Intentional leadership is another way of describing leadership with focus. You know when it’s present in an organization and you know when it’s missing. Organizations with focused leaders are generally more productive, competitive, and harmonious in terms of their workplace environment. Companies lacking focused leaders tend to experience higher turnover, wasted resources, and chaotic environments that lower the team’s ability to work at their best. Given the choice between the two different outcomes, any leader would most likely pick the one with the huge upside. Yet research reports intentionality is one of the most lacking core competencies associated with effective leadership. The problem is, many leaders don’t understand what it means to lead intentionally, and consequently, businesses and teams suffer.
Know Your Values
Perhaps the best way to figure out intentionality in your leadership approach is to slow down a bit. As a leader, your job involves moving your team to accomplish specific goals. The pressure you feel about accomplishing your mission can crush your potential for intentionality. It would benefit you greatly to step back from the mission and become extremely versed in who you are as a leader. You need to know your most important values and be able to explain why they matter. Maybe identifying and sharing your values wasn’t as important as your individual contribution when you were working at a different rung on the career latter, but the higher up you climb, the more important it becomes. Your values are what unifies and motivates others to give their best effort, to make sacrifices. Your values make you a leader to follow or a leader to resent.
Carve out some time periodically to think and reflect on your values, and how your values help you to be an effective leader. Whether it’s alone, or with an executive coach, or mentor, examine your values in layers, where they originated, why they matter, and how you’re using them now to gain alignment and achieve your goals. If you understand the answers to these questions you’ll be able to make the choices you need to make and take quick actions with confidence. Your confidence will infect your team who will trust your direction and drive the effort forward.
Empower Your Team
Some leaders assume that their mandates and their title alone are enough to get their people moving in the right direction. Intentional leadership is more about empowering others than issuing mandates and throwing your weight. Yes, some level of decision making is important, but your real mission should be about guiding others to act and make choices based on the principles that you champion and the shared goals that you’ve clearly explained.
You need to be a champion for dialogue, which means you may need to resist your tendency to interrupt others’ thoughts in meetings, or shut down debate and discussion between team members. In your effort to keep meetings on track, you could be cutting off communication that would have served your cause by way of new innovation or solutions. On the other end of the spectrum, don’t let team members pontificate and mull over strategy then drift out the door with no clear understanding of what’s getting done. Learn to end meetings and discussions by addressing “the next steps”. Make sure all the open communication is tied up nice and tight at the end with each contributor accepting responsibility for the action they’ll take and a deadline for taking it. Get a verbal commitment and make sure to address any questions so that each person knows expectations and has a clear path to bringing in results at the next checkpoint. This is the art of real progress, and when you see it happening among your team, the excitement can really start to bring joy to your days. For some leaders, high stress has become synonymous with leadership. But you can start to let go of yours and remember why you accepted the role in the first place.

Extracted records —

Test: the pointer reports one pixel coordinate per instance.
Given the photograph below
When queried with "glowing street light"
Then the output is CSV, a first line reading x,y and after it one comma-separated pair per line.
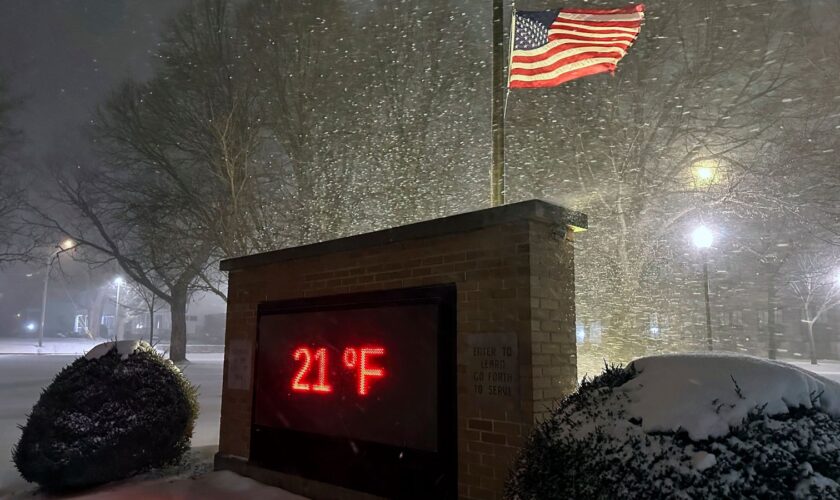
x,y
67,244
704,172
703,237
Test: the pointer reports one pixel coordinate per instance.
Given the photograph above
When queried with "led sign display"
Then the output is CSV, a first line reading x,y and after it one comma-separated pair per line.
x,y
360,390
366,373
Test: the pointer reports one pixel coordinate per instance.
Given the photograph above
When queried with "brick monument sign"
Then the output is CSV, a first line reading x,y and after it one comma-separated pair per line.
x,y
405,363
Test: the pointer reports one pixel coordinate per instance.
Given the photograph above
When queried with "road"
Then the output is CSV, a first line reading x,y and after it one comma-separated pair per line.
x,y
23,376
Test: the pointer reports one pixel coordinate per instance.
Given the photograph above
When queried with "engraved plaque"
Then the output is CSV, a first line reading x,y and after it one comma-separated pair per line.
x,y
492,361
239,365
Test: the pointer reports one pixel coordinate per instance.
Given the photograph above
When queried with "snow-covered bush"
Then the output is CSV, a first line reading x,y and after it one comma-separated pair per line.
x,y
688,426
119,410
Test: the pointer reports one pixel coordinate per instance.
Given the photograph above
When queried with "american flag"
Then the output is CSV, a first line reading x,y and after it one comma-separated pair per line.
x,y
555,46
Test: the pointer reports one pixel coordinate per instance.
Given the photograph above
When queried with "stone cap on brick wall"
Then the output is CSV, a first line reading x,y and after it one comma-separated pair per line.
x,y
469,221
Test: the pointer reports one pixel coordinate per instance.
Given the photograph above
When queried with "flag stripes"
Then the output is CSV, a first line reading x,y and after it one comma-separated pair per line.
x,y
553,47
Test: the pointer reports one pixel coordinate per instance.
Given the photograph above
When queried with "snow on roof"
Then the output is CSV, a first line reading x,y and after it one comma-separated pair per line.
x,y
708,394
124,348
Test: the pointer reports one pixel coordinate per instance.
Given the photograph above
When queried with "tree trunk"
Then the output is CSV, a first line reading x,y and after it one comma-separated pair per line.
x,y
178,314
771,319
152,321
811,345
95,315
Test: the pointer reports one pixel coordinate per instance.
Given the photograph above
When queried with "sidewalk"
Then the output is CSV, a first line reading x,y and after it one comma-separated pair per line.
x,y
78,347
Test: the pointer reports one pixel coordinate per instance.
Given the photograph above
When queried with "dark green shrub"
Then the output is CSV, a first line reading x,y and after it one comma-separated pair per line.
x,y
107,418
591,449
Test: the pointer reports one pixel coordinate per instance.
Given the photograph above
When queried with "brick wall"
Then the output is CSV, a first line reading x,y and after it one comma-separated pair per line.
x,y
514,278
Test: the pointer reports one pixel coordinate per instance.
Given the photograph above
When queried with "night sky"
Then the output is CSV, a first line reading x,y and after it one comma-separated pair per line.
x,y
63,56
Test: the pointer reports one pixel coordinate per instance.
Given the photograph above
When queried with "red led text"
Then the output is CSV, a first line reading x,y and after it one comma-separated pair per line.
x,y
361,360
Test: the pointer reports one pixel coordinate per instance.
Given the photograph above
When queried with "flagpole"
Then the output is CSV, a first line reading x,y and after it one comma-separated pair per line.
x,y
497,170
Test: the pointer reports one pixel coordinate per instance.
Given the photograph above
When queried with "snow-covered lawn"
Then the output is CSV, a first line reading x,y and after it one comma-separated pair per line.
x,y
219,485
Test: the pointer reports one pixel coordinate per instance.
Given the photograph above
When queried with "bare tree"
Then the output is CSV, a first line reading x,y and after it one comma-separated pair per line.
x,y
12,193
816,284
705,85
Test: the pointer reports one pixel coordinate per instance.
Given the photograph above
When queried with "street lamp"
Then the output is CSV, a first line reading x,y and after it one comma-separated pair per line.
x,y
67,244
117,281
702,237
704,172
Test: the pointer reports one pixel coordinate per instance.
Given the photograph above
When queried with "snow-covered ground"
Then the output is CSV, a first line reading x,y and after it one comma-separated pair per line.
x,y
219,485
23,376
78,347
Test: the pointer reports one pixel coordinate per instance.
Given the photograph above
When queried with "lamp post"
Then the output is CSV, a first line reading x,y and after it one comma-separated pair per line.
x,y
117,281
65,245
702,237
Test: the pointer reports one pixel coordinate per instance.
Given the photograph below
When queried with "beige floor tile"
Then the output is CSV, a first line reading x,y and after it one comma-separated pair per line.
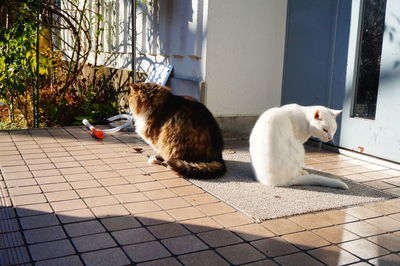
x,y
51,250
185,213
131,197
273,247
310,221
385,223
389,260
240,253
219,238
172,203
69,260
111,256
363,229
159,194
333,255
364,249
282,226
153,218
202,224
335,234
306,240
132,236
252,232
38,221
388,241
168,230
207,257
44,234
216,208
93,242
120,223
110,211
84,228
146,251
100,201
232,219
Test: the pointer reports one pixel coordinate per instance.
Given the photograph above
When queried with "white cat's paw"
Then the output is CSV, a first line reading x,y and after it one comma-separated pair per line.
x,y
304,172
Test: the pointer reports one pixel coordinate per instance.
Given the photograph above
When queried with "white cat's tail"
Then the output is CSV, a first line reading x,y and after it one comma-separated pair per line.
x,y
319,180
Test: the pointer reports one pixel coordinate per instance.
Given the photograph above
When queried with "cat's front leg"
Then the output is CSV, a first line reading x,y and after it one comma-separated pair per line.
x,y
156,159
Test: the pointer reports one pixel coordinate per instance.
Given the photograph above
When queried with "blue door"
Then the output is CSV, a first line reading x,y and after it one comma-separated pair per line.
x,y
371,117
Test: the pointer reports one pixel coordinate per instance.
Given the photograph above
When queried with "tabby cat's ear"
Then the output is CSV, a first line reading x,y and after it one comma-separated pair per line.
x,y
335,113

Work task — Continue the piece on intentional leadership from where it stops. The rows come from a different source than the leadership text.

Reply to the task —
Stay in the Trenches
One of the gravest mistakes a leader can make is to isolate themselves from their people. Sometimes this happens when the leader’s ideology about his or her position serves their tendency toward insecurity and fear of failure. Distance from those they lead feels safer. But more often, isolation happens by pure accident. Leaders experience enormous demands for their time. They can get stuck handling urgent matters while causing important matters that require their presence of mind to be set aside. It can be difficult to convince a leader to get off the hamster wheel of urgency, but you simply must choose to step away from your urgent matters and make time to join your team in the trenches. There you will be able to address issues at the ground level and keep them from escalating to urgent. Take time to observe your people and the environment. Have one-on-one conversations with individuals in different areas under your direction. Ask good questions. You’ll start noticing where change is needed, and you’ll always have the answers when your team or your conscience asks, “what’s next?”
Naturally, if you want great results from just about anything (including the way you lead your team), thought and planning are two important ingredients. Don’t leave it up to your team to interpret what they will from your interactions in meetings and memos from you. Start cultivating intentional leadership with these three fundamentals. You’ll maximize your team’s progress through clear communication and planned influence, and perhaps leave a legacy for great leaders to follow in your footsteps.